> Data section
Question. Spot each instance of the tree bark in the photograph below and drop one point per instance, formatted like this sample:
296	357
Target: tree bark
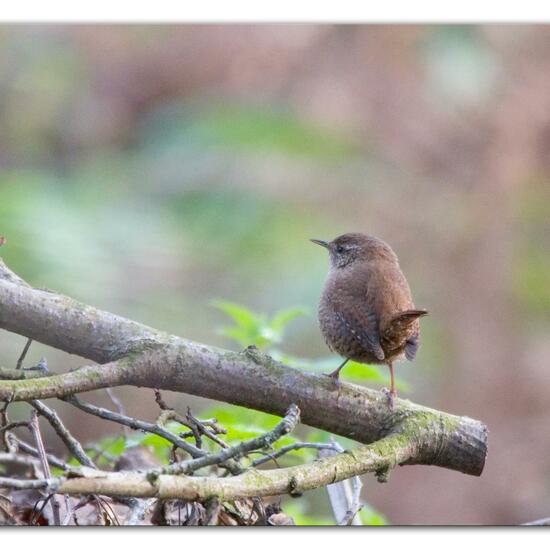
133	354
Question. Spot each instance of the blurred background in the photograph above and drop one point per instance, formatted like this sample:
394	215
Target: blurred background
149	170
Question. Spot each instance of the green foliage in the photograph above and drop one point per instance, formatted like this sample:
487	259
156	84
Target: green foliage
254	130
252	329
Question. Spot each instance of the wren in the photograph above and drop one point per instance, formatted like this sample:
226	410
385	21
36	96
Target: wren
366	312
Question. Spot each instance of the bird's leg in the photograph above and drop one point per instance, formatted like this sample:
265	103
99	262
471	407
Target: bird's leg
392	393
335	374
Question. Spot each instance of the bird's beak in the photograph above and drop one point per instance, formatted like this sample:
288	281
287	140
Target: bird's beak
321	243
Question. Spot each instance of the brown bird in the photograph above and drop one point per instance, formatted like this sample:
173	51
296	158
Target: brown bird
366	312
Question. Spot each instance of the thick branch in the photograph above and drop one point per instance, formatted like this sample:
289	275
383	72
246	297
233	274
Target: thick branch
144	357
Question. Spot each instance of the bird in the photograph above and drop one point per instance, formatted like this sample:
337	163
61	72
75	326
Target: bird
366	313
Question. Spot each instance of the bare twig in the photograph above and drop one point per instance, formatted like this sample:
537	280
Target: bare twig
138	509
35	430
135	425
344	497
23	354
286	425
292	447
70	441
29	449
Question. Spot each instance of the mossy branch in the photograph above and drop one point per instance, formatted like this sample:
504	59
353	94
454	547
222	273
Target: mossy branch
137	355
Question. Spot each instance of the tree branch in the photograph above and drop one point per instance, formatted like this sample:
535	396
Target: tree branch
134	354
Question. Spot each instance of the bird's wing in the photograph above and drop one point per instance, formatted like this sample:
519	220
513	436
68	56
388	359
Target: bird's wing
362	326
403	329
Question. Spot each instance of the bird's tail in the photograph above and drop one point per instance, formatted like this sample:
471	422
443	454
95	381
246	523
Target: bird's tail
400	322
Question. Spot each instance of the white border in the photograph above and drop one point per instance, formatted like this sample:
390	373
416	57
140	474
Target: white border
417	11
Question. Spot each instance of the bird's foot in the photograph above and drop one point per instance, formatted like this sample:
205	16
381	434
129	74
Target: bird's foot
390	396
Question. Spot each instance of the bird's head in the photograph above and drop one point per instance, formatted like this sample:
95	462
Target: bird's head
351	248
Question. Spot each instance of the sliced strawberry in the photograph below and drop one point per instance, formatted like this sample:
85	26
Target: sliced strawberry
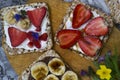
96	27
30	44
43	37
37	43
36	17
90	45
67	38
80	15
16	36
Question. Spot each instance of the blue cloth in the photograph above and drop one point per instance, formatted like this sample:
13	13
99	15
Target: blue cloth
6	70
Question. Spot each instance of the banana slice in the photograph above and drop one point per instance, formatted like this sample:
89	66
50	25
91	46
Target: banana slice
56	66
9	17
24	23
70	75
39	71
51	77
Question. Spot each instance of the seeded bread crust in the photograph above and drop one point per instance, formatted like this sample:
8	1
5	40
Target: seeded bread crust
14	51
107	18
114	6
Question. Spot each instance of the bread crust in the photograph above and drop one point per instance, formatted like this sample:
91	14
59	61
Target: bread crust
107	18
14	51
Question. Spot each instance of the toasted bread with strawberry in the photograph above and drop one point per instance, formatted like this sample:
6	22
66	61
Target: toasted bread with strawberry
92	27
26	28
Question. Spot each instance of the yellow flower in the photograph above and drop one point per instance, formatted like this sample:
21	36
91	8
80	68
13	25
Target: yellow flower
104	72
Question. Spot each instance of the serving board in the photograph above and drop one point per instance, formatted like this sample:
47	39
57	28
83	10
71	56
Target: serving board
58	9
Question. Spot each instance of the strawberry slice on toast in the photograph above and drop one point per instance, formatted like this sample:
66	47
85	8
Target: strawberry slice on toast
80	15
36	17
90	45
67	38
96	27
16	36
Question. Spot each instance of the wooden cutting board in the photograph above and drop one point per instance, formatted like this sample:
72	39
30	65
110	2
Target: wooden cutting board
57	9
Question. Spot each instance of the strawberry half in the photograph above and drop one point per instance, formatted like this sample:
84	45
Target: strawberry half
90	45
96	27
80	15
67	38
16	36
36	17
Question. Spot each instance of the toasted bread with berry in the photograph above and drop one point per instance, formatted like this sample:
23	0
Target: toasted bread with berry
84	30
49	66
26	28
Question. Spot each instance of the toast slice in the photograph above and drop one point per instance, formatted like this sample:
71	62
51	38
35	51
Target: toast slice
86	45
49	66
26	28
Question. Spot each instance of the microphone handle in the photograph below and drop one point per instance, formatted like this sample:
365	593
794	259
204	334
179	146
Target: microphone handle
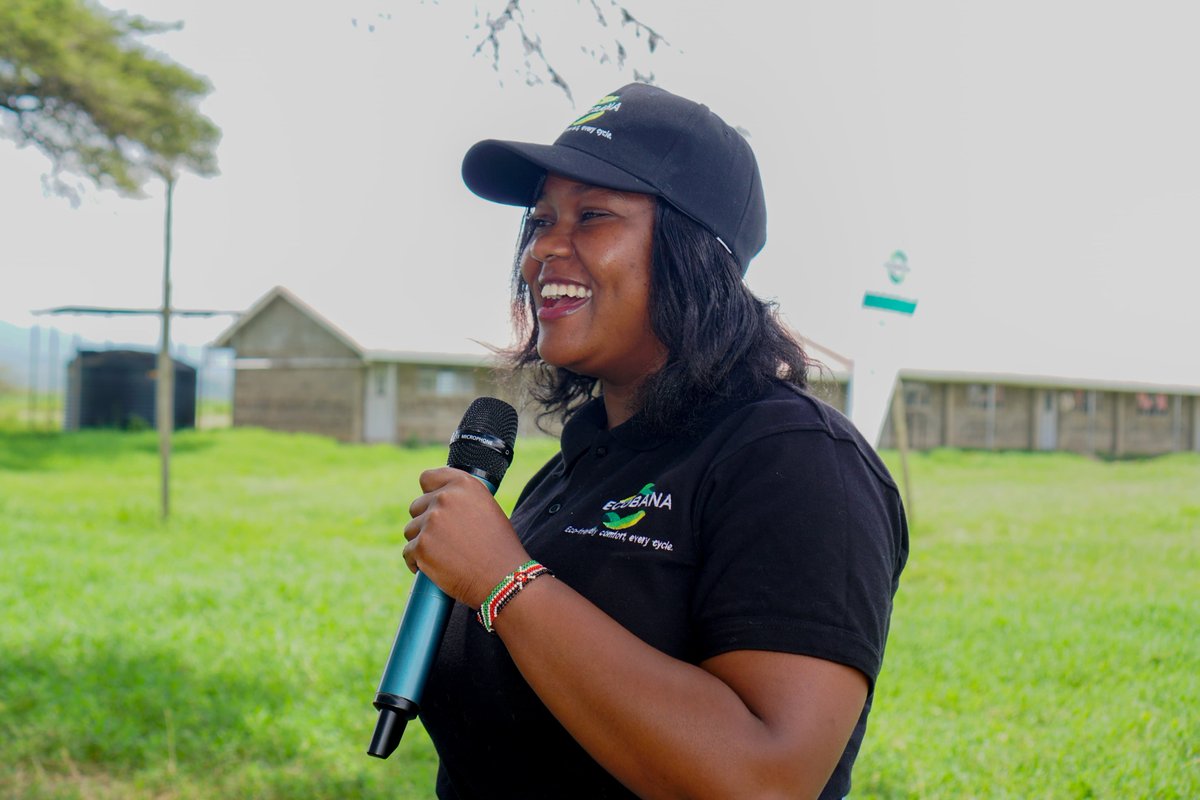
411	660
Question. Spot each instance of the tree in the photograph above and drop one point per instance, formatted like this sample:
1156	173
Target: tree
77	83
607	41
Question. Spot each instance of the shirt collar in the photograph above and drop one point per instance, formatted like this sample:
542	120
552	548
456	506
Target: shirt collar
589	427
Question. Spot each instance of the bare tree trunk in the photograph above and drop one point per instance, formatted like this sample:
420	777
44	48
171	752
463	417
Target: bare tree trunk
165	407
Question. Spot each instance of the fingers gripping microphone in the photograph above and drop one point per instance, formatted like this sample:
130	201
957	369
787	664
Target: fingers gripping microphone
483	446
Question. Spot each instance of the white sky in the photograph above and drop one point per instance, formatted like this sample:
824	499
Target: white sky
1036	161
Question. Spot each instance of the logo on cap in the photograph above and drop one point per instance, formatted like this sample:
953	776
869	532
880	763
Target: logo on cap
607	103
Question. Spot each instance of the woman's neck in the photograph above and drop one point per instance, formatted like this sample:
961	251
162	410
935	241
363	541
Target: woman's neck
619	402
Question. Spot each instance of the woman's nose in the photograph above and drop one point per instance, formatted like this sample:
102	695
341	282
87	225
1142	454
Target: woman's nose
551	241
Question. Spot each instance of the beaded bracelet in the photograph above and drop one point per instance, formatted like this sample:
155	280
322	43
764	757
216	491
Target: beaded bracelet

> Your task
All the material above should be written out exactly, with images omitted.

> Result of the exercise
Question. Spot each instance of the tree bark in the photograph below and drop one point per instance, formatted like this sample:
296	357
Target: tree bark
133	354
Question. Spot each instance of the blurred background in the photograph above and drop one point per instance, formatted like this sample:
394	215
Target: blurred background
149	170
Question. Spot each instance of the green foliage in the photograph above and drop one point per instance, formatted like this sample:
487	259
156	84
Target: green foliage
254	130
252	329
Question. Spot each instance of the wren in the photograph above and drop one point per instance, formatted like this sample:
226	410
385	21
36	96
Target: wren
366	312
Question. Spot each instance of the bird's leg in the photograph above and drop one point per instance, formatted like this sample:
265	103
99	262
471	407
Target: bird's leg
392	393
335	374
Question. Spot each instance of the bird's beak in the photograph above and drop one point per instance, formatted like this sample:
288	281
287	140
Target: bird's beak
321	243
Question. Spot each instance of the brown bird in the photograph above and drop one point per instance, formatted like this sample:
173	51
296	158
Target: brown bird
366	312
Question. Spot each instance of the thick branch in the photograph above and drop one point per instance, formatted like this sample:
289	275
383	72
246	297
233	274
Target: thick branch
144	357
Question. Spot each instance of the bird in the photograph above and drop one point per instance, formatted like this sample:
337	163
61	72
75	326
Target: bird
366	313
Question. Spot each instance of the bare twig in the photograph above and drop one point per instance, formatted like this sample:
537	280
Target: bare twig
138	509
35	430
135	425
344	497
23	354
286	425
292	447
70	441
29	449
Question. Spot each instance of the mossy branch in the photograph above and drop one point per instance, formatted like this sample:
504	59
353	94
454	547
222	273
Target: mossy branch
137	355
Question. Spot each instance of the tree branch in the photograph above and drop one point per instance, formatted like this sample:
535	396
Target: tree branch
134	354
Question. Spot each instance of the bird's wing in the photograph above and drop one point per instance, formatted like this sample:
519	220
513	436
68	56
388	359
Target: bird's wing
362	326
403	329
Question. Spot each instance of the bird's tail in the photograph above and drop one point per instance, formatted like this sample:
471	422
443	454
95	381
246	523
Target: bird's tail
400	322
Question. Spot each instance of the white border in the photograph above and drop one point per instance, formatted like this sample:
390	373
416	57
140	474
Target: white border
417	11
Question. Spot each instance of the bird's foot in the photograph above and drop one point per instance, formatted like this sample:
205	16
381	434
129	74
Target: bird's foot
390	396
Question. Spot each instance of the bird's head in the photograph above and drop one point per instance, formatted like this sample:
95	462
Target: bird's head
351	248
Question. Spot each instance of the sliced strawberry in the photograph below and drop one point per instance, formatted like this sample:
85	26
Target: sliced strawberry
96	27
30	44
43	37
37	43
36	17
90	45
67	38
80	15
16	36
Question. Spot each instance of the blue cloth in the photograph above and drop one point per instance, formatted like this sample:
13	13
99	15
Target: blue cloth
6	70
Question. Spot each instance of the banana slice in the photograph above and drop one point per instance, formatted like this sample:
89	66
50	25
91	46
Target: banana slice
56	66
9	17
24	23
70	75
39	71
51	77
Question. Spot each instance of the seeded bread crust in the photograph above and drop one point per instance, formatted like this sample:
8	1
5	40
Target: seeded bread crust
14	51
107	18
114	6
Question. Spot each instance of the bread crust in the photograph above and drop one point per instance, formatted like this sample:
91	14
59	61
Target: bread crust
107	18
14	51
Question. Spot each instance of the toasted bread with strawberry in the photograph above and drop one point per instance, formatted like this sample:
6	22
66	61
Target: toasted bread with strawberry
92	27
26	28
Question. Spot each instance of the yellow flower in the photograph above and drop one point per instance, formatted like this sample:
21	36
91	8
80	68
13	25
Target: yellow flower
104	72
Question. Spot each instance of the serving board in the photograph above and drop one point per instance, formatted like this sample:
47	39
57	28
83	10
71	56
Target: serving board
58	9
Question. Spot each instance of the strawberry slice on toast in the photograph above and drop one point per instance, formatted like this sample:
66	47
85	8
Target: strawberry slice on toast
80	15
36	17
90	45
67	38
96	27
16	36
Question. Spot each instance of the wooden cutting board in the photograph above and drop one point per instance, formatted like this sample:
72	39
30	65
110	2
Target: wooden cutting board
57	9
Question. Spot each instance of the strawberry half in the photograph above and drop one point per instance, formatted like this sample:
84	45
Target: strawberry half
90	45
96	27
80	15
67	38
16	36
36	17
Question. Spot each instance of the toasted bread with berry in the photograph above and drop one point per instance, formatted like this sample:
23	0
Target: toasted bread with berry
84	30
49	66
26	28
Question. Spot each instance of the toast slice in the photograph above and drop one point per instance, formatted like this sample:
71	62
51	38
35	51
Target: toast slice
86	45
49	66
26	28
Question. Spot each instance of the microphone handle in the photograph below and drop one point per instance, formatted like this sample:
365	593
794	259
204	334
179	146
Target: microphone handle
411	660
Question. Spot each instance of the tree in the photograph above and drop one point per instance, formatted like this sample:
1156	173
Target: tree
77	83
607	41
Question. Spot each instance of the shirt collar in the photograph above and drop one point per instance, formatted like this sample:
542	120
552	548
456	506
Target: shirt collar
589	427
Question. Spot each instance of the bare tree trunk in the photograph above and drop one point per instance, formatted like this sample:
420	777
44	48
171	752
463	417
Target: bare tree trunk
165	407
Question. Spot each instance of the fingers gripping microphone in the photograph above and drop one point per instance, formatted like this sample:
130	201
957	369
787	664
Target: fingers gripping microphone
483	446
Question. Spot each instance of the white sky in the photograph above and drop one point per instance, formatted like this sample:
824	499
Target: white sky
1036	161
Question. Spot each instance of the logo on cap in the photograph above and drop one point per instance, formatted like this sample:
953	776
869	532
880	763
Target: logo on cap
607	103
Question. Spot each instance of the woman's neck in the photograph above and drop one point per instance, formatted like this sample:
961	251
162	410
935	241
363	541
Target: woman's neck
619	402
Question. Spot each instance of the woman's nose in the photograph above and drop one point per instance, formatted like this sample:
102	695
341	282
87	225
1142	454
Target: woman's nose
551	241
Question. Spot each instance of the beaded bracelet in the photograph above and drop one point per instance, formatted like this sample:
155	280
322	43
764	757
216	491
Target: beaded bracelet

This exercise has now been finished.